===== EXTRACT TO READ =====
These winds are accompanied by much thunder and lightning, and excessive rains, of so noisome a nature as immediately to cause people's clothes to stink on their backs; and wherever this rain-water stagnates, even for a short space of time, it brings forth many offensive animalcules. The tornadoes began with us when in about 12° of N. latitude, and continued till we were two degrees to the south of the equinoctial line, which we passed on the 28th of April. The 19th of May, being Whitsunday, we passed the tropic of Capricorn, so that we were complete seven weeks under the torrid zone.

Almost every day, while between the tropics, we saw various kinds of fish, in greater abundance than elsewhere. As the whale, or mighty Leviathan, whom God hath created to take his pastime in the seas; Dolphins also, and Albicores, with Bonitoes, flying-fishes, and many others. Some whales were of an exceeding greatness, which in calm weather would often rise and show themselves above the water, appearing like vast rocks; and while rising, they would spout up a great quantity of water into the air, with much noise, which fell down again around them like heavy rain.

The dolphin is called, from the swiftness of its motion, the arrow of the sea. This fish differs from many others, in having teeth on the top of its tongue. It is pleasing to the eye, the smell, and the taste, having a changeable colour, finned like a roach, covered with very small scales, giving out a delightful scent above all other fishes, and is in taste as good as any. These dolphins are very apt to follow our ships; not, so far as I think, from any love they bear for men, as some authors write, but to feed upon what may be thrown overboard. Whence it comes to pass that they often become food to us; for when they swim close by the ships, they are struck by a broad instrument full of barbed points called a harping-iron, to which a rope is fastened, by which to pull the instrument and the fish on board. This beautiful dolphin may be taken as an emblem of a race of men, who, under sweet countenances, carry sharp tongues.

The bonitoes and albicores are much like our mackerels in colour, shape, and taste, but grow to a very large size. The flying-fishes live the most unhappy lives of all others, as they are persecuted in the water by the dolphins, bonitoes, and albicores, and when they endeavour to escape from their enemies in the water, by rising up in flight, they are assailed by ravenous fowls in the air, somewhat like our kites, which hover over the water in waiting for their appearance in the other element. These flying-fishes are like men who profess two trades and thrive in neither.

Early in the morning of the 12th June, we espied our long-wished-for harbour, the bay of Saldanha [Table-bay], about twelve leagues short from the Cape of Good Hope, into which we came happily to anchor that same forenoon. We here found one of the Company's ships, the Lion, commanded by Captain Newport, come from Surat, and homeward bound for England. We made ourselves merry with each other on this happy meeting; and having a fair gale, the Lion sailed on the night of the 14th.
===== RECORDS SHOWN =====
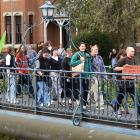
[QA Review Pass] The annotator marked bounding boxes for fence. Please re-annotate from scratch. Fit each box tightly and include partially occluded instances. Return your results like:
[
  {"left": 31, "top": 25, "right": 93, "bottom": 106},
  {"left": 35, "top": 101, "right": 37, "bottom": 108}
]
[{"left": 0, "top": 67, "right": 140, "bottom": 127}]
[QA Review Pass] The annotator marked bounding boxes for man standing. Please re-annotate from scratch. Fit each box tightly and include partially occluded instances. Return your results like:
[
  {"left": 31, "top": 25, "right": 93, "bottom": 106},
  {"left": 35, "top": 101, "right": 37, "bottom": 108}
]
[{"left": 111, "top": 47, "right": 140, "bottom": 114}]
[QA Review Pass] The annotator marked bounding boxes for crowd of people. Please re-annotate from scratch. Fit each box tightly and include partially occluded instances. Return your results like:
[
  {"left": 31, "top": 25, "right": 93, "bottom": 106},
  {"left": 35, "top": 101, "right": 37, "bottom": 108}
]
[{"left": 0, "top": 42, "right": 139, "bottom": 113}]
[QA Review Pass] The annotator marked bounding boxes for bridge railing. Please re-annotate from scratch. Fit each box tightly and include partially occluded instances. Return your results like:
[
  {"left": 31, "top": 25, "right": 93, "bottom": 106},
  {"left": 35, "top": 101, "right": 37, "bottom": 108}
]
[{"left": 0, "top": 67, "right": 140, "bottom": 127}]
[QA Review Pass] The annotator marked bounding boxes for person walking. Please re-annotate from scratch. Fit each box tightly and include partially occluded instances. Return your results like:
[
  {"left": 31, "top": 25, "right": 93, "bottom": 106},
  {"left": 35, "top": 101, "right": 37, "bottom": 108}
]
[{"left": 90, "top": 45, "right": 106, "bottom": 110}]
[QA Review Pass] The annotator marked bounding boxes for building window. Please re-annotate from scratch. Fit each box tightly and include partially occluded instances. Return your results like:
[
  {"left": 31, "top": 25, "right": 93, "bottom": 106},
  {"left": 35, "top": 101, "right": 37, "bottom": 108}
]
[
  {"left": 15, "top": 16, "right": 21, "bottom": 44},
  {"left": 5, "top": 16, "right": 12, "bottom": 44},
  {"left": 29, "top": 15, "right": 33, "bottom": 44}
]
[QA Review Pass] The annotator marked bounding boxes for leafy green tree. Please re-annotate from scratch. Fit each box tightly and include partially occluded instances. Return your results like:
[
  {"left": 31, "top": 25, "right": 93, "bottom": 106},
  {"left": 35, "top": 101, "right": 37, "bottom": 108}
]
[{"left": 57, "top": 0, "right": 140, "bottom": 46}]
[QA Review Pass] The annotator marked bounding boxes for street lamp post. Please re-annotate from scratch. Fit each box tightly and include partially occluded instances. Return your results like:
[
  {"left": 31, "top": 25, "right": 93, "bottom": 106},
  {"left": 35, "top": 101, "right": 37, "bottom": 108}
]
[
  {"left": 40, "top": 1, "right": 56, "bottom": 20},
  {"left": 23, "top": 1, "right": 56, "bottom": 46}
]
=====
TASK REQUIREMENTS:
**A)** In the voyage account, what is the barbed instrument used to strike dolphins called?
**B)** Say whether each statement agrees with the voyage account, and quote the deciding words: (i) The tropic of Capricorn was passed on Whitsunday. (ii) The Lion was sailing out from England toward Surat. (iii) Bonitoes and albicores stay smaller than mackerels.
**C)** Repeat the stretch of the voyage account from "These winds are" through "the torrid zone.".

RESULTS OF THE EXERCISE:
**A)** A harping-iron.

**B)**
(i) Yes: "The 19th of May, being Whitsunday, we passed the tropic of Capricorn"
(ii) No: "come from Surat, and homeward bound for England"
(iii) No: "but grow to a very large size"

**C)**
These winds are accompanied by much thunder and lightning, and excessive rains, of so noisome a nature as immediately to cause people's clothes to stink on their backs; and wherever this rain-water stagnates, even for a short space of time, it brings forth many offensive animalcules. The tornadoes began with us when in about 12° of N. latitude, and continued till we were two degrees to the south of the equinoctial line, which we passed on the 28th of April. The 19th of May, being Whitsunday, we passed the tropic of Capricorn, so that we were complete seven weeks under the torrid zone.